- _Excerto_:
Mas a viagem continuou… E durante quanto tempo?Um mês. Fui à Grécia, Alemanha, Dinamarca, Jugoslávia, Bulgária. Tudo isto antes do muro cair. A Grécia era uma cena bué política. Também me marcaram as drogas em Amesterdão. Ir para lá, no início dos anos 80, foi uma sorte do caralho. Levei com junkies, que nunca tinha visto. Só passado uns anos é que apareceram cá.

E mandaste cenas lá?Não, nada. Pá, mandei drogas só aos trinta e tal anos. Aprendi bué de cenas a viajar. Fiz para aí uns sete inter-rails. Mudava as datas, ou as cidades dos bilhetes. Compravas aqui um bilhete no Porto até à fronteira, e depois raspavas o nome e punhas, por exemplo, Londres. Depois vieram os Renegados. Foi a maior maluqueira.

Ya, queria ir para aí. Os Senisga, a tua primeira banda e os famosos Renegados.Não sei quando começou. Senisga foi em Trás-os-Montes. Dois, três concertos. Lembro-me de um, numa festa da Nossa Senhora da Assunção, só com velhotes. Bazou tudo, ou quase tudo. Nós a tocar com distorção. Ficaram 15, mas a curtir tótil. Depois vim para o Porto. Renegados tinha a essência toda do punk, que é como eu costumo dizer, 70% de atitude e 30% de música. Vinhas para a banda porque eras amigo, isso contava mais que tocar. Aquilo tinha os ritmos simples, mas toda a história da banda, toda a envolvência é que a tornava famosa. Quando era suposto começar a decidirmo-nos, tivemos problemas na banda. Egos, gajas, muito álcool. Foi uma banda de sexo, álcool e rock’n’roll. Voltámos, sete ou oito anos depois, com um concerto brutal no Porto Rio.

- _Enunciado 1_:
Reproduza fielmente o trecho da entrevista que vai de "Mas a viagem" até "a maior maluqueira.".
- _Enunciado 2_:
Enumere todos os países nomeados na entrevista sobre viagens e punk.
- _Enunciado 3_:
Prolongue a entrevista sobre as viagens e a banda Renegados, continuando a partir da última frase apresentada.
Os registos não contam para nada nesta parte.

- _Registos apresentados_:

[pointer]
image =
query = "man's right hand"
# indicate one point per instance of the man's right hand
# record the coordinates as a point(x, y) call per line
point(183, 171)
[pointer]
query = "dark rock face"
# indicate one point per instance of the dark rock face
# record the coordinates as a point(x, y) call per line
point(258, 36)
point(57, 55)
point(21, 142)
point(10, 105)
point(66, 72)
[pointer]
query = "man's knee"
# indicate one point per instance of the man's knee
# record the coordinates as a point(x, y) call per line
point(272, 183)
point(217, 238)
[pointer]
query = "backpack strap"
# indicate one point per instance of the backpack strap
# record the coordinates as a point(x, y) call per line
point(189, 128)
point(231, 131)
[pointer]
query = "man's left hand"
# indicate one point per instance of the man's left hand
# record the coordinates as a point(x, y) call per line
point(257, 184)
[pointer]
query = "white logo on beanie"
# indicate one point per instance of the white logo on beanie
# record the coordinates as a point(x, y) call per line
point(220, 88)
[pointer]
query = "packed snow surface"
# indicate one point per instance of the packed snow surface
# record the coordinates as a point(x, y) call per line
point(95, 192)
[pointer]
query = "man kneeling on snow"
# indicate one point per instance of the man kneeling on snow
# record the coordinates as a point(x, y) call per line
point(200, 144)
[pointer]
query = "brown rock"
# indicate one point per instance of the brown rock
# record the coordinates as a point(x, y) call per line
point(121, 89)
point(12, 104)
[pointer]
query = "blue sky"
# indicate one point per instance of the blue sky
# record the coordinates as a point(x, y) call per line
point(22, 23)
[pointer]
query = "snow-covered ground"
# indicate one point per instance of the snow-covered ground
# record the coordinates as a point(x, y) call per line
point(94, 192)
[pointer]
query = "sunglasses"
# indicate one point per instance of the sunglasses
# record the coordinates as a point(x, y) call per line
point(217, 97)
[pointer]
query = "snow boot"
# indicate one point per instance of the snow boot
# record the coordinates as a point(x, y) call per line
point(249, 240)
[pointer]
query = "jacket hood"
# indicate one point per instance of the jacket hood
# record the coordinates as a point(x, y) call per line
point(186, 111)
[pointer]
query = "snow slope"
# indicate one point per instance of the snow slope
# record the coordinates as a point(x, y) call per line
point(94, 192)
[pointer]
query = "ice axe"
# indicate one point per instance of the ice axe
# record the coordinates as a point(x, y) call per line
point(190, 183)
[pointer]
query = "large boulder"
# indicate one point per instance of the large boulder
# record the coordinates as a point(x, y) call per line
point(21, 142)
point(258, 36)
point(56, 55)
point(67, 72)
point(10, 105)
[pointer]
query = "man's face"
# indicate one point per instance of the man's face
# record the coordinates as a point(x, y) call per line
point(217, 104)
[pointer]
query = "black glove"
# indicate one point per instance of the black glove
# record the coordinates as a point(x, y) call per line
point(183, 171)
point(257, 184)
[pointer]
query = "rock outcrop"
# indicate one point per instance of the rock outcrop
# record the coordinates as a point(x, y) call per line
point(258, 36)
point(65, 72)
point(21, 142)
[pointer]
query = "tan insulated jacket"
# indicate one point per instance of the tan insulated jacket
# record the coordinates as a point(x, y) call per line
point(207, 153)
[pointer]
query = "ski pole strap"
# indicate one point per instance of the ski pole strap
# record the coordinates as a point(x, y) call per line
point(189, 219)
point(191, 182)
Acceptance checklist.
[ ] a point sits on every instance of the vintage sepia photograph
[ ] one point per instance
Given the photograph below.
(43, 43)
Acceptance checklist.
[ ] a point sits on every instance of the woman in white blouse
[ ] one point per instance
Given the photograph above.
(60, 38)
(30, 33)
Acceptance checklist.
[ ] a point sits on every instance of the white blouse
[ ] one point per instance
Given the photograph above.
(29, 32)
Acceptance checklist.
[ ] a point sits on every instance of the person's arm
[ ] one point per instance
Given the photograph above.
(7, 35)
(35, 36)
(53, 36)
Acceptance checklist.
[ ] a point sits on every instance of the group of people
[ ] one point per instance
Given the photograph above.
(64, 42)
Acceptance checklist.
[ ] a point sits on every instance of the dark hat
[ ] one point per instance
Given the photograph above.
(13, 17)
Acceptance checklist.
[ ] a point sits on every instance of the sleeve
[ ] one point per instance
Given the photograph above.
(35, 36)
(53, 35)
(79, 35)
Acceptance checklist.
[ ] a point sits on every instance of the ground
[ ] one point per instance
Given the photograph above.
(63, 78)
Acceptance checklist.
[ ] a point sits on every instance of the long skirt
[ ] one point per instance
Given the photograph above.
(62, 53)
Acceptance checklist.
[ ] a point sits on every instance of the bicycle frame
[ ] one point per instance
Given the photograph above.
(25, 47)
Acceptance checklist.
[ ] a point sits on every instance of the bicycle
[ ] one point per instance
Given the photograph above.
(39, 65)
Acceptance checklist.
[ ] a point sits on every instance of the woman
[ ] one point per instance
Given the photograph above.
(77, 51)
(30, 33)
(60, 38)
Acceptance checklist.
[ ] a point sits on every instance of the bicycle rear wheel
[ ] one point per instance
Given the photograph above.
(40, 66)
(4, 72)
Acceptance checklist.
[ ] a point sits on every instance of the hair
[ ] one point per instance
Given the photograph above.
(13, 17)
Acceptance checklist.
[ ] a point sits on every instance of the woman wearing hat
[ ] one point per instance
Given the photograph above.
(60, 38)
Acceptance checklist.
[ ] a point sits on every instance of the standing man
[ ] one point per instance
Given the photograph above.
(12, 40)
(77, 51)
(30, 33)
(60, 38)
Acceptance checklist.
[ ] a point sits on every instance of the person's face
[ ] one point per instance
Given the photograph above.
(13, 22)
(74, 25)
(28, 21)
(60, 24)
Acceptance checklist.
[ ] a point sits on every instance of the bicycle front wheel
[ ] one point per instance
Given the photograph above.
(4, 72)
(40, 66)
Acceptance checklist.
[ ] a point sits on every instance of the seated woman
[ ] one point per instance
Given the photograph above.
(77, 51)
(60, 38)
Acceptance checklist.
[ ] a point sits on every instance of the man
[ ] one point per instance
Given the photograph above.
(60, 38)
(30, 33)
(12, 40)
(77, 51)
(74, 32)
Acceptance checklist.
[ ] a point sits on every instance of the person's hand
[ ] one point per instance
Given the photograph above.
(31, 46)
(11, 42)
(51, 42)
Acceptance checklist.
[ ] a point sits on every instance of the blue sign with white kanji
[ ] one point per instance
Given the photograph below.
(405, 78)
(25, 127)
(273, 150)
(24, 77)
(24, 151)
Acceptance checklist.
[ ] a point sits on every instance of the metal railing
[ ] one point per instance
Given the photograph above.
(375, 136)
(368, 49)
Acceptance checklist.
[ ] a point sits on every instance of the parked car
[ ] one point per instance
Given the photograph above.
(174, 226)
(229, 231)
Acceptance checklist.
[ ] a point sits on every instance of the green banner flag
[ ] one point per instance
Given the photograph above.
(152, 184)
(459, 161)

- _Resposta do exercício 1_:
Mas a viagem continuou… E durante quanto tempo?Um mês. Fui à Grécia, Alemanha, Dinamarca, Jugoslávia, Bulgária. Tudo isto antes do muro cair. A Grécia era uma cena bué política. Também me marcaram as drogas em Amesterdão. Ir para lá, no início dos anos 80, foi uma sorte do caralho. Levei com junkies, que nunca tinha visto. Só passado uns anos é que apareceram cá.

E mandaste cenas lá?Não, nada. Pá, mandei drogas só aos trinta e tal anos. Aprendi bué de cenas a viajar. Fiz para aí uns sete inter-rails. Mudava as datas, ou as cidades dos bilhetes. Compravas aqui um bilhete no Porto até à fronteira, e depois raspavas o nome e punhas, por exemplo, Londres. Depois vieram os Renegados. Foi a maior maluqueira.

- _Resposta do exercício 2_:
Grécia, Alemanha, Dinamarca, Jugoslávia, Bulgária

- _Resposta do exercício 3_:
No Porto havia alguma organização política, alguma estrutura punk?Não. O punk tinha objectivos claros, uma vida melhor, expoente máximo de viver em comunidade. O punk foi a melhor coisa que me aconteceu na vida e também a maior desilusão. Ficaram poucas marcas de uma estrutura em Portugal. Claro que, no aspecto visual, um punk ter andado com 20 brincos fez com que um gajo hoje em dia ande com um e ninguém o chateie. A excentricidade do punk fez com que as pessoas se vestissem de outra forma. Mas no aspecto político, nós nunca fomos organizados. Não é como o movimento skin, que são capazes de se juntar todos e saírem juntos. O punk é uma cena muito mais libertária, não tens que andar comigo para ser punk. Chego aos 44 anos e vejo que fica muito pouco e isso deixa-me desiludido. Com os anos fui-me interessando mais pelo punk político.

O que é o punk político?Há bastante punk político. Um gajo como Jello Biafra enche-me as medidas. Depois há muitas bandas politizadas, com boas ideias. Agora digo que, se soubesse mais na época, teria optado por outras cenas, outras causas. Como ir para África. Não é propriamente uma cena de um punk ir para lá trabalhar com crianças com SIDA.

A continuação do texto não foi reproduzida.